[What the task asks] Identify each line in the entries below that contains the string "required", and copy those lines out in full.

--------------------------------

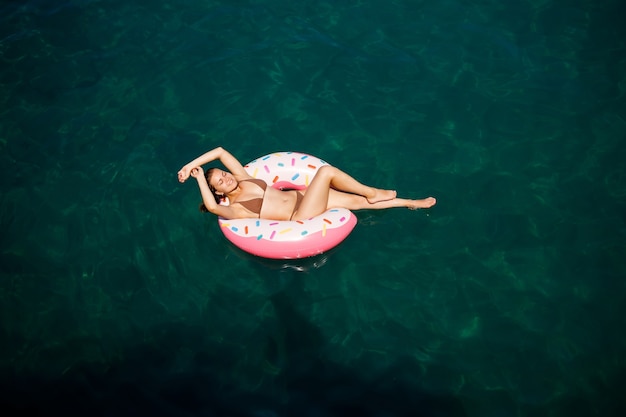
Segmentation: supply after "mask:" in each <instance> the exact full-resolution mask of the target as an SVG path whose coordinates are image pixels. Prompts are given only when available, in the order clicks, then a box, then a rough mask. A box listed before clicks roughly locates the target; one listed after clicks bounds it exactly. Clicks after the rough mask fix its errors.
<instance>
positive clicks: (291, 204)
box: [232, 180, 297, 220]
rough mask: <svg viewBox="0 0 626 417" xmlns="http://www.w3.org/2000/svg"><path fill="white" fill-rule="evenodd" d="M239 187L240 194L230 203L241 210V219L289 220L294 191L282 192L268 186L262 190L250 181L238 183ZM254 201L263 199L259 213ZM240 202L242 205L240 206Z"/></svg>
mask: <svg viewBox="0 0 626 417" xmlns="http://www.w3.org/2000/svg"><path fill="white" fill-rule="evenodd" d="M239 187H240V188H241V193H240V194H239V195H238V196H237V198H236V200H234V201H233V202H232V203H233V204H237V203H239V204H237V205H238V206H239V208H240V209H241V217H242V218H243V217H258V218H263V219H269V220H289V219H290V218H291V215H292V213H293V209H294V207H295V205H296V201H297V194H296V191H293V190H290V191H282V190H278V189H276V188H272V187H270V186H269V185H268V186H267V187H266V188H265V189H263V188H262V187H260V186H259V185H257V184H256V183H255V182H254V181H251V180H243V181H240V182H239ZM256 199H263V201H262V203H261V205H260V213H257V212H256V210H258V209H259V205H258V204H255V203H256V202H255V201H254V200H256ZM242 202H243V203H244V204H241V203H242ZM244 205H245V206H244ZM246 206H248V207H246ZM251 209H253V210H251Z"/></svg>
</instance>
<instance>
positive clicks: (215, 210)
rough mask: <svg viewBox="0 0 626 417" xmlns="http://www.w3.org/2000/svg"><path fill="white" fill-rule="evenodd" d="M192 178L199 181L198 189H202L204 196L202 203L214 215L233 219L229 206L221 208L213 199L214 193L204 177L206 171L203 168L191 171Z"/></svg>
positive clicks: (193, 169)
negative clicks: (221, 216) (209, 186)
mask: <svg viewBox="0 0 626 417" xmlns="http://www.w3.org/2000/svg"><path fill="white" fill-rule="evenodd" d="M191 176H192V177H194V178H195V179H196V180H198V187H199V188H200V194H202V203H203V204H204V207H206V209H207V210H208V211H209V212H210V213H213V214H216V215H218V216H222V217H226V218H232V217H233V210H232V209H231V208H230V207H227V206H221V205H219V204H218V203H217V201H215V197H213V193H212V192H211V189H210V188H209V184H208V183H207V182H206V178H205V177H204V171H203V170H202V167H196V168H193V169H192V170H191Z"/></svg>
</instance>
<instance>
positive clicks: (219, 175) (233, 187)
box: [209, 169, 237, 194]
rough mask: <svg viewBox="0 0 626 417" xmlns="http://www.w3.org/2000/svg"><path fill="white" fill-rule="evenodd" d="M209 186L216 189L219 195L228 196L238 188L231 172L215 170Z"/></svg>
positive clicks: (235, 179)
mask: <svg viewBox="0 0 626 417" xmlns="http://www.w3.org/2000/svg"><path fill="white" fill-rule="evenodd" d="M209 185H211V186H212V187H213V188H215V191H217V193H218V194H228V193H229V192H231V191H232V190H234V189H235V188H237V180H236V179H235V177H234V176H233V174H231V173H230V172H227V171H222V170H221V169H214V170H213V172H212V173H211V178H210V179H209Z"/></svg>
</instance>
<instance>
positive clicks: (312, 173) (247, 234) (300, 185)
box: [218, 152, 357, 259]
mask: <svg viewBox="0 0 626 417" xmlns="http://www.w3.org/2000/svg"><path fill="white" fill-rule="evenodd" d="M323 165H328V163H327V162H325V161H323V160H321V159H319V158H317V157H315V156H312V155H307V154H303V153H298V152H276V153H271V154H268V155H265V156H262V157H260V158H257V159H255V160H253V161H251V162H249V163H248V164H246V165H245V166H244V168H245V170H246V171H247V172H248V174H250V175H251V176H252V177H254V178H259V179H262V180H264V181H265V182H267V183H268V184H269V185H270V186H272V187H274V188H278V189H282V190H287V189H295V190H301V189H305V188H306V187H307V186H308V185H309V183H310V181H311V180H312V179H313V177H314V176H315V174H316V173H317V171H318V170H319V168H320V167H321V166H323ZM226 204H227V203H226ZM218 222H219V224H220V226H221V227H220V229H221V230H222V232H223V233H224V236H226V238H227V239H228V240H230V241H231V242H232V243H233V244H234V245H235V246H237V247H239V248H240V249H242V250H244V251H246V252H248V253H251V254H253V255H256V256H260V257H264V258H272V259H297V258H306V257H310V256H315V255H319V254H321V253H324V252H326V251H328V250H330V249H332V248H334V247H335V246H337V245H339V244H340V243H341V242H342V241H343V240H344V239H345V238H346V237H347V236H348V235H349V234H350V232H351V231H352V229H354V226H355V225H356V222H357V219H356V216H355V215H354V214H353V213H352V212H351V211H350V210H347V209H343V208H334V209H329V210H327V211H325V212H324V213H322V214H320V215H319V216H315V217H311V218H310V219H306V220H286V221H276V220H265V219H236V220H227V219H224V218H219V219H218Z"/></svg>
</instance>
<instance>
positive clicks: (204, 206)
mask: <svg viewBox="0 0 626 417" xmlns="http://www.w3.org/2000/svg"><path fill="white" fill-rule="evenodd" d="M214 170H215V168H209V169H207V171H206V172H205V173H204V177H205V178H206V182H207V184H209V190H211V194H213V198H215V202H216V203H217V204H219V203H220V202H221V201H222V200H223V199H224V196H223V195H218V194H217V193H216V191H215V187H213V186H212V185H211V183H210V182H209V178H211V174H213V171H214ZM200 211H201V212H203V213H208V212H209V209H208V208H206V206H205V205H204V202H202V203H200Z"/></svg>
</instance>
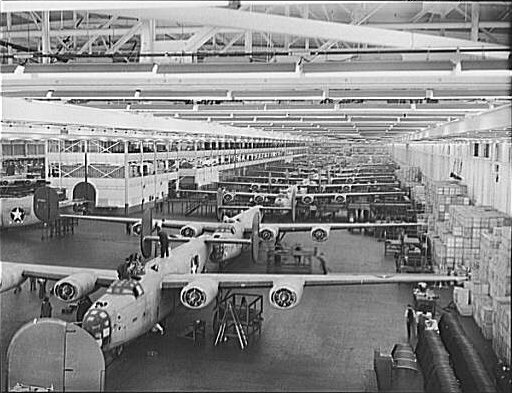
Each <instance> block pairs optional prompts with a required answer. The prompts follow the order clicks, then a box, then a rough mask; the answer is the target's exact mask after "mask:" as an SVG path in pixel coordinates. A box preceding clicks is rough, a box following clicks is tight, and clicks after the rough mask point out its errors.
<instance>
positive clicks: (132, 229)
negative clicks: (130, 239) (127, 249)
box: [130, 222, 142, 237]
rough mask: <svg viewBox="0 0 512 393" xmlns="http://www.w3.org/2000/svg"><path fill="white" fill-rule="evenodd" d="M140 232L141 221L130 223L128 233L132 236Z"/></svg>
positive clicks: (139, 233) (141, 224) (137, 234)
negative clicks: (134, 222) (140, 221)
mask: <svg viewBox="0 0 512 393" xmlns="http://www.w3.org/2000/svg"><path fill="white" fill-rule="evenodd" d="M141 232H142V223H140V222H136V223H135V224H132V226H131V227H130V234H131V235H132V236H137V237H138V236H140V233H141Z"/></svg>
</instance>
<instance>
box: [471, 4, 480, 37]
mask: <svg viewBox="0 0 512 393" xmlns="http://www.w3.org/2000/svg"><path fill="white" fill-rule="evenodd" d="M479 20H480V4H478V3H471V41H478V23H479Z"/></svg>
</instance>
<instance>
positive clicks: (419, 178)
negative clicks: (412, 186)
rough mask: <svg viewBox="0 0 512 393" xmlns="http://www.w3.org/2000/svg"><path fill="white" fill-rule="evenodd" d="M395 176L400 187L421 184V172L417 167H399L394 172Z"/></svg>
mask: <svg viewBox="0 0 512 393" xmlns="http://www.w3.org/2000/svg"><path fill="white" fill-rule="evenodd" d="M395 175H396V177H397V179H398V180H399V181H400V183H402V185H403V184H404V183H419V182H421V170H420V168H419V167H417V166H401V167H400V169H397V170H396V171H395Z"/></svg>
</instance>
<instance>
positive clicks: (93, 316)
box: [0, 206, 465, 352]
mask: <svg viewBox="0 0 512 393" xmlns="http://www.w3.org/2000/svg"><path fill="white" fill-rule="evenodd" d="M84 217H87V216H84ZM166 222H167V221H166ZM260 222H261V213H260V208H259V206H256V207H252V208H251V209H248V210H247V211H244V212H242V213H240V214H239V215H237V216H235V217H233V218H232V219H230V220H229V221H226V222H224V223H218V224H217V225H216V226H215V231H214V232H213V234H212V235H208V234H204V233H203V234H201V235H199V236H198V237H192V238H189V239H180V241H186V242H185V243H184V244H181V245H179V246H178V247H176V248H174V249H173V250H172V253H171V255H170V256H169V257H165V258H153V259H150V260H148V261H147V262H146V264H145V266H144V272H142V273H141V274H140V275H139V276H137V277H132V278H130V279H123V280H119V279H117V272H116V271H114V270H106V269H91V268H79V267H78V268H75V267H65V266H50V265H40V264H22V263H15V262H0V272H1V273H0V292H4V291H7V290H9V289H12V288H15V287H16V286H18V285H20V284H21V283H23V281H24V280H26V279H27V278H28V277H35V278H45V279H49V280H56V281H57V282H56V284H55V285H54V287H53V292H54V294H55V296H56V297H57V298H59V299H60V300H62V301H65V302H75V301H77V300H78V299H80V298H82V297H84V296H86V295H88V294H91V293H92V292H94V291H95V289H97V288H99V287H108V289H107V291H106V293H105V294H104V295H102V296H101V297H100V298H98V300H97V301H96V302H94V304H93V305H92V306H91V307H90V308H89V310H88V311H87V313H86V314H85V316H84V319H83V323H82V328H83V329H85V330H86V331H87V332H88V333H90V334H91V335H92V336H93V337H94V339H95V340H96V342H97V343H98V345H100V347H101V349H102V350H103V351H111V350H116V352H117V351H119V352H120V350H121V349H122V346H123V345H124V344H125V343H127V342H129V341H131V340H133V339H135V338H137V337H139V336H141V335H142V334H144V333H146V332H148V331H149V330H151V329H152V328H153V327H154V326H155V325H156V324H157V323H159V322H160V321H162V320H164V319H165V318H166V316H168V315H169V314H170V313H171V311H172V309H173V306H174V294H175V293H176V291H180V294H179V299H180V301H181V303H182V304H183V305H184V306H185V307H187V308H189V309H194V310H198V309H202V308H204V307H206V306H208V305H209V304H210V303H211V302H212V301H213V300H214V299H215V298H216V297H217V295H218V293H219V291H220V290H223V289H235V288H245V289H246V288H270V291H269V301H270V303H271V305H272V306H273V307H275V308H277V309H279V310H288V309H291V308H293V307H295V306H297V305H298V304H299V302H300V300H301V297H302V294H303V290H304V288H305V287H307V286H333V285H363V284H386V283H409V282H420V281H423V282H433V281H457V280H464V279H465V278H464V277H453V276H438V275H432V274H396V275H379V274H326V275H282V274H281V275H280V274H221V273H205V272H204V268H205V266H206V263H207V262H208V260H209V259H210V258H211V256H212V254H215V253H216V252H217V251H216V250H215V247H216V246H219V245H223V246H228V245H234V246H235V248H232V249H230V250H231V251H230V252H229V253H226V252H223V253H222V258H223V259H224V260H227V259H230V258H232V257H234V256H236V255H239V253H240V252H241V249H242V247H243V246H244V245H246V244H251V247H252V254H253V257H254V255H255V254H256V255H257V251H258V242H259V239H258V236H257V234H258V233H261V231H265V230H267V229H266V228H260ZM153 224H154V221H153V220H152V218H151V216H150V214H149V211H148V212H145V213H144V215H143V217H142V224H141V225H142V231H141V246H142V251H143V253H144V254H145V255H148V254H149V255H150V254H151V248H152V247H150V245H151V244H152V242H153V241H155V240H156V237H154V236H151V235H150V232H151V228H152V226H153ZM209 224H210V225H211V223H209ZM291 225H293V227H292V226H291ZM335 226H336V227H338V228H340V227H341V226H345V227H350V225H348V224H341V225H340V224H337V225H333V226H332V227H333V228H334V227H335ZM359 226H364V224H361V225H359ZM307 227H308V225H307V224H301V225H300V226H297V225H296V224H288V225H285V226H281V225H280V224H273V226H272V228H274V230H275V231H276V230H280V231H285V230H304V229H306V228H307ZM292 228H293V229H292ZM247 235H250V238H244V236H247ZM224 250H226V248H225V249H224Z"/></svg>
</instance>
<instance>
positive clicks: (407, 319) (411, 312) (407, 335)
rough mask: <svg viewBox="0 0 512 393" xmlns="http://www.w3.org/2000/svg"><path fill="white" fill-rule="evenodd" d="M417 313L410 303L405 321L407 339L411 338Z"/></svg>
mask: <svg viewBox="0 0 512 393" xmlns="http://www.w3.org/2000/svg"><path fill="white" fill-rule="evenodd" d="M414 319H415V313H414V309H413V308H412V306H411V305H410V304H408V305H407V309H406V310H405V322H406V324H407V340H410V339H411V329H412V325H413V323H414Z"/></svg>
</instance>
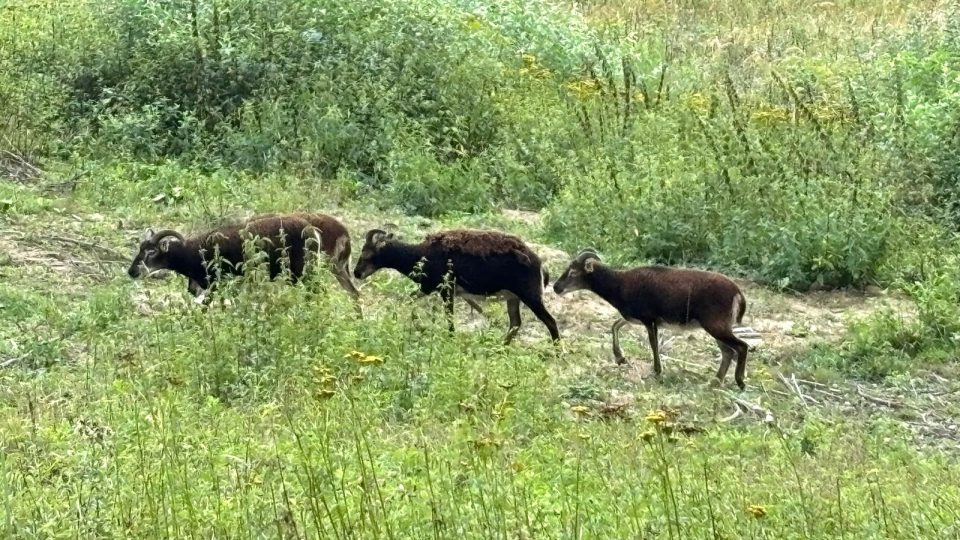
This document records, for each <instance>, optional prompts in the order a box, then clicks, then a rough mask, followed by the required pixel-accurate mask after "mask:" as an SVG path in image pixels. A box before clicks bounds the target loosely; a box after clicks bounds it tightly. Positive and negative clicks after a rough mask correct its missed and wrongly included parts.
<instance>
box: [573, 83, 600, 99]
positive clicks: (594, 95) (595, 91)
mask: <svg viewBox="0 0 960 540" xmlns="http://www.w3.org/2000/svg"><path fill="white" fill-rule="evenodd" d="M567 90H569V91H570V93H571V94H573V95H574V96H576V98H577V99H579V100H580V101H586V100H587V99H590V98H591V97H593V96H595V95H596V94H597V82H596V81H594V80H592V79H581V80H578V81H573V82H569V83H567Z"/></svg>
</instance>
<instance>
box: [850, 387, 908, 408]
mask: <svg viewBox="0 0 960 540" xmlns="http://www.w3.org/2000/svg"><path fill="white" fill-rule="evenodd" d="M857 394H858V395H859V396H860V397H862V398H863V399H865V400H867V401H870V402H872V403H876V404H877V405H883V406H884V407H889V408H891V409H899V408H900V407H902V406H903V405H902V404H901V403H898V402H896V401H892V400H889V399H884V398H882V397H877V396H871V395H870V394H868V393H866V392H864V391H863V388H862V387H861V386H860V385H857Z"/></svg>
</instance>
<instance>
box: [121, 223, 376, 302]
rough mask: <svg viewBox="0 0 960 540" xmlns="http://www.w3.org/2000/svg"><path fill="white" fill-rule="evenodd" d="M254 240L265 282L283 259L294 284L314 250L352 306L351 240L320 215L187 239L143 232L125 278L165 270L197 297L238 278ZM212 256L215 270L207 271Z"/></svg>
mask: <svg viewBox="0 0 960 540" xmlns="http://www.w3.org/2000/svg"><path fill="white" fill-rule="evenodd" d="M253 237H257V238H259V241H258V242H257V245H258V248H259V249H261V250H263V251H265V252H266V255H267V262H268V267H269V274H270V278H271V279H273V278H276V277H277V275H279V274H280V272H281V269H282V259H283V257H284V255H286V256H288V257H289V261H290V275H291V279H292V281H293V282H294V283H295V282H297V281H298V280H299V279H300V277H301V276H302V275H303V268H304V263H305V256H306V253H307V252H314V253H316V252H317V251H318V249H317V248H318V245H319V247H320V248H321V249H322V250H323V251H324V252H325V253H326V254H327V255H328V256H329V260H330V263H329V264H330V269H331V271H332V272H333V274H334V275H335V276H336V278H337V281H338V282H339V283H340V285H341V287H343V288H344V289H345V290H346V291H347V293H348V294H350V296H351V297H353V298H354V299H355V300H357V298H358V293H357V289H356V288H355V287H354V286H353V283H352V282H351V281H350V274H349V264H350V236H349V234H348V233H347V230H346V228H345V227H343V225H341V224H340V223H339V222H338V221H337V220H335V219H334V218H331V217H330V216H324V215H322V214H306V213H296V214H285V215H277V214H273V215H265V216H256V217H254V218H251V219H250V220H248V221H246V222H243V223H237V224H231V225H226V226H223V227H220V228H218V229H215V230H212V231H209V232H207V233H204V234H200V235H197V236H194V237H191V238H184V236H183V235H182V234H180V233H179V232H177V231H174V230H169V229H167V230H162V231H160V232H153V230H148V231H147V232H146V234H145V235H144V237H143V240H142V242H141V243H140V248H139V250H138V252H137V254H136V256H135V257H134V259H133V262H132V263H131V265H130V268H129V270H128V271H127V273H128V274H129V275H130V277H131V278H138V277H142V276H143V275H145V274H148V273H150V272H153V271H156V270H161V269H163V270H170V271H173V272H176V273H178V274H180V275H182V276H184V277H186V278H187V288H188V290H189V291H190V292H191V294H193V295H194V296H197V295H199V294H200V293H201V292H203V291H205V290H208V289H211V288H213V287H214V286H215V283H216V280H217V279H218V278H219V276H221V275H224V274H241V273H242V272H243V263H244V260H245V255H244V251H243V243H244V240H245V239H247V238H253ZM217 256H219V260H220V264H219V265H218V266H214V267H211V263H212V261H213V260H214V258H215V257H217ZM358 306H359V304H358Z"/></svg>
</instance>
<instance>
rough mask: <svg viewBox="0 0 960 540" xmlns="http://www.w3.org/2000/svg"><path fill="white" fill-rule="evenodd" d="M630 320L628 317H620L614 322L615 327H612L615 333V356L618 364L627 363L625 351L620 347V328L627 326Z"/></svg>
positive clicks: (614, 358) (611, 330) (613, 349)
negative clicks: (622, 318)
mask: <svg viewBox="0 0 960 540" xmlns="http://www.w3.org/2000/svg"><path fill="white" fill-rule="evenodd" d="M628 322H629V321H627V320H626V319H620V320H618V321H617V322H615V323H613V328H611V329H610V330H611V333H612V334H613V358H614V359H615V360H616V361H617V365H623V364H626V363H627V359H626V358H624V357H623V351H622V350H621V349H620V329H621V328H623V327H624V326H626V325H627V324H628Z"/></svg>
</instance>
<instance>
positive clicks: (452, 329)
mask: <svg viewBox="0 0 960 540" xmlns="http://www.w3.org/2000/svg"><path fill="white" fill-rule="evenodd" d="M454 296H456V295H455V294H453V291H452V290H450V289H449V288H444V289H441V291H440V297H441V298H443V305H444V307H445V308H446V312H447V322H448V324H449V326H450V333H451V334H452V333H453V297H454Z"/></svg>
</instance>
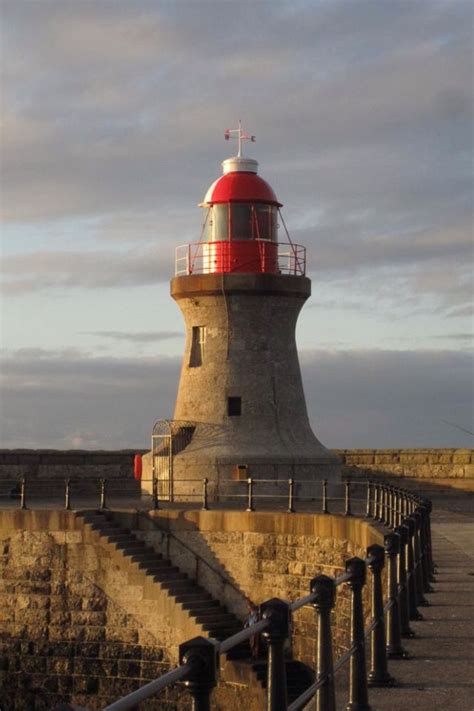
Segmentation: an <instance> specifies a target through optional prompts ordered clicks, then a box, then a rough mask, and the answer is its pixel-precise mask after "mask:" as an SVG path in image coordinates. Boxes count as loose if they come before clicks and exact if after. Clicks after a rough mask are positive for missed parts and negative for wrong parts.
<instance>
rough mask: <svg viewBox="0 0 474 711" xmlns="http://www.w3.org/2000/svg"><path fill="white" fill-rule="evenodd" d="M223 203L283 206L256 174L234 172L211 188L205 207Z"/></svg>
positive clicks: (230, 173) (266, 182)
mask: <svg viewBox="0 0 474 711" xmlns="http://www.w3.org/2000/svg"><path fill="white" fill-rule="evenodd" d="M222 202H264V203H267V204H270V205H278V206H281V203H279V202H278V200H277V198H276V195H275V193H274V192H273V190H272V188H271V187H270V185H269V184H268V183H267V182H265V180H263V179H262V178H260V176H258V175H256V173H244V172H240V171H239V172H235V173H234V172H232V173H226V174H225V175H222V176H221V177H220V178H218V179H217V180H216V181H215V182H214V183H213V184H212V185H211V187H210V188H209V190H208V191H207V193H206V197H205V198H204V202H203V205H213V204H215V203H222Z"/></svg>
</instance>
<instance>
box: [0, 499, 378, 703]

--------------------------------

[Your solution]
Each <instance> block pairs optional prompts with a required answer. The prompts follow the order clicks, then a box, then a rough mask; the answer is the target's exact mask after "mask:" as an SVG path in pixel coordinates. A box preceding clicks is rough, a box following clicks is tight, and clicks after the rough mask point out its errors.
This document records, for each <instance>, optional prompts in the order a box, then clicks, then a rough mask, followed by the required pixel-accurate mask after "mask:" as an SVG path in image pixels. A box before clicks bounds the target loosely; a box after clicks bounds it tightly. Positive and negative clicks after a rough mask correct its missed and wrongly included parts.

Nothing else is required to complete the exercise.